> **Exercise data**
....

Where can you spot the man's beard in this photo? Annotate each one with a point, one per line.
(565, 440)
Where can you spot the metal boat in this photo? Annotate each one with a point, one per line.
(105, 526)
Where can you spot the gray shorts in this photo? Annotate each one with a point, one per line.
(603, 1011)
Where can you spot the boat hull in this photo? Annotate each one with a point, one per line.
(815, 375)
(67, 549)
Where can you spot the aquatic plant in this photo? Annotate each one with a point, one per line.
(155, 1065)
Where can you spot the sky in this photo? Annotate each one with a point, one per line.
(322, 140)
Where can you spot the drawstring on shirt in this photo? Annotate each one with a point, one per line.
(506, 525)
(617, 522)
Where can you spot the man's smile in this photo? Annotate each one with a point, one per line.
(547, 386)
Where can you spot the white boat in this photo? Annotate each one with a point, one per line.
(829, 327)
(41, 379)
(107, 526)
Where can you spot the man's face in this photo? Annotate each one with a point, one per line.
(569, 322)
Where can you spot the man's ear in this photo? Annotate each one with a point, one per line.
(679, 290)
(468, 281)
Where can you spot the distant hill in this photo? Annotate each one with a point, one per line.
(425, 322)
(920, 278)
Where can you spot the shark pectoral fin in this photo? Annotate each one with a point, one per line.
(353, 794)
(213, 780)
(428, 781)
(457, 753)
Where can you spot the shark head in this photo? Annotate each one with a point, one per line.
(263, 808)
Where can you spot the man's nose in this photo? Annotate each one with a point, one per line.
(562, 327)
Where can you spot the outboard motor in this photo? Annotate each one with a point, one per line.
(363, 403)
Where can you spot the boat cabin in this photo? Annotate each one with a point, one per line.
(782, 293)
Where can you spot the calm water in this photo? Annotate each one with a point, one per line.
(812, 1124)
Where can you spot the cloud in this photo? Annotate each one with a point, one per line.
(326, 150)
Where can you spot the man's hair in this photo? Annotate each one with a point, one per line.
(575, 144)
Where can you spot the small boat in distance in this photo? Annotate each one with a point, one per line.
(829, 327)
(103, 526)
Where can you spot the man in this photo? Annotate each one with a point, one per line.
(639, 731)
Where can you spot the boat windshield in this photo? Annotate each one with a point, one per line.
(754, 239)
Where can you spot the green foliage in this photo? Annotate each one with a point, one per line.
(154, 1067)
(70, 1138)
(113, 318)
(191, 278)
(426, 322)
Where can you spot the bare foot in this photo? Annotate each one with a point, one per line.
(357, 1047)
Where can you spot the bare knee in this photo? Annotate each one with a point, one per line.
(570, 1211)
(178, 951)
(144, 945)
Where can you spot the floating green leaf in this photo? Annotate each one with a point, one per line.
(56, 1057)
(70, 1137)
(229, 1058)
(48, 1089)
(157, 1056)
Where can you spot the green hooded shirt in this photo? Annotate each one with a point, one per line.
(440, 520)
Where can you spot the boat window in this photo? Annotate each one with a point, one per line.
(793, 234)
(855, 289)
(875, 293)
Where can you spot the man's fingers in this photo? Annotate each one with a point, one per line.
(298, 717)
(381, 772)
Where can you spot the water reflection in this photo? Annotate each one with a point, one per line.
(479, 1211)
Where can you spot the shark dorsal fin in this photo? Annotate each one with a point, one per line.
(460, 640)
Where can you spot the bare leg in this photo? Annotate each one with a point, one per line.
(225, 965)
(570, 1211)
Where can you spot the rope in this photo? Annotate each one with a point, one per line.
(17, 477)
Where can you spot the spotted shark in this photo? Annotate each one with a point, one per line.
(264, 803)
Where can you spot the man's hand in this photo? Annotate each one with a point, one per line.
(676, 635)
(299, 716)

....

> **Problem**
Write out all of the records above verbatim, keeping each one on its own line.

> **Complete response**
Where can you spot the man's beard in this photo? Annotate each one with a point, one per line.
(565, 440)
Where can you spot the metal boat in this photo? Annotate each one with a point, one per line.
(105, 526)
Where can you spot the gray shorts in this photo? Annotate each one with a point, one per line.
(603, 1011)
Where can you spot the boat hull in this photo? Annotate each one with a point, one per line.
(815, 375)
(67, 549)
Where can you spot the aquatic plant in this photo? Annotate each one with a point, one per line.
(155, 1065)
Where can you spot the sky in this photo? Annotate each one with a point, one per line.
(322, 140)
Where can you spot the drawstring on shirt in this photo? Annotate each one with a point, one per line.
(506, 525)
(617, 522)
Where can you spot the man's smile in this photo? Annotate each one with a point, one per line.
(547, 386)
Where can you spot the white boat in this photo? Annotate each one with a point, one per line.
(829, 327)
(41, 379)
(107, 526)
Where can you spot the man's face in this photo? Annotate each one with a point, one per line.
(569, 322)
Where can you spot the man's ear in this photo? Annotate each one with a point, one per line.
(679, 290)
(468, 281)
Where can you spot the distant hill in this photo? Annotate each one with a point, one per line.
(425, 322)
(920, 278)
Where can you spot the shark pectoral fin in this photo? Annotate each one with a point, one per line.
(353, 794)
(213, 780)
(428, 781)
(457, 753)
Where can you spot the shark head in this photo? Annotate each one with a point, one per line.
(263, 808)
Where can you spot the man's nose in this photo? Annotate each one with a point, one per line.
(562, 327)
Where can you spot the outboard motor in this photo? Annotate each one with a point, one per line.
(363, 403)
Where can you spot the boat cabin in this photo? Annotate each one with a point, one per line.
(782, 293)
Where can you spot the calm water in this photo? Annotate each one with a point, one per line.
(812, 1124)
Where can you spot the cloud in this photo? Annotate each one with a point, one per line.
(326, 150)
Where can you spot the man's hair in this photo? Annotate each one with a point, one per line.
(575, 144)
Where can you spot the small boat in distance in this photo? Annotate each one with a point, one per line.
(829, 327)
(103, 526)
Where can you spot the man in this photo? Annotate each one with a point, one per line.
(639, 731)
Where can you spot the boat windshield in this photo? Annotate each one with a point, one per line.
(754, 239)
Where can you spot the green foliage in this photo? Annotate each one with a point, one per line.
(154, 1067)
(70, 1138)
(113, 318)
(191, 278)
(426, 322)
Where can you spot the bare foot in this photo? Annotate each one with a point, one per line.
(357, 1047)
Where can you spot the bare knee in this photo? Annotate each one with a point, one per line.
(570, 1211)
(178, 951)
(144, 945)
Where can you spot the floating green leaf in this photo? Annotate each one with a point, one per line.
(56, 1057)
(70, 1137)
(229, 1058)
(48, 1089)
(157, 1056)
Where can you spot the green hooded shirt in this photo? Annotate each one with a point, one per line.
(440, 520)
Where can you spot the boat window in this photo? Annotate each one with a point, one per line.
(793, 234)
(855, 289)
(875, 293)
Where can you spot the man's fingers in this photo? Annotate each one with a point, one per line.
(298, 717)
(381, 772)
Where can you spot the water reflection in this photo? Annotate each one with a point, one per line.
(479, 1211)
Where can you spot the shark dorsal fin in this photo? Annotate each one with a point, one per line.
(460, 640)
Where can you spot the bare leg in this photo? Annotate each one with a point, one per line.
(225, 965)
(570, 1211)
Where can you spot the rope in this photo? Annotate each one with a point, one per line.
(17, 477)
Where can you spot the spotted shark in this photo? Annotate each one with a point, one per line.
(264, 803)
Where can you spot the man's hand in this photo? Annotate each one with a point, one per line.
(676, 635)
(299, 716)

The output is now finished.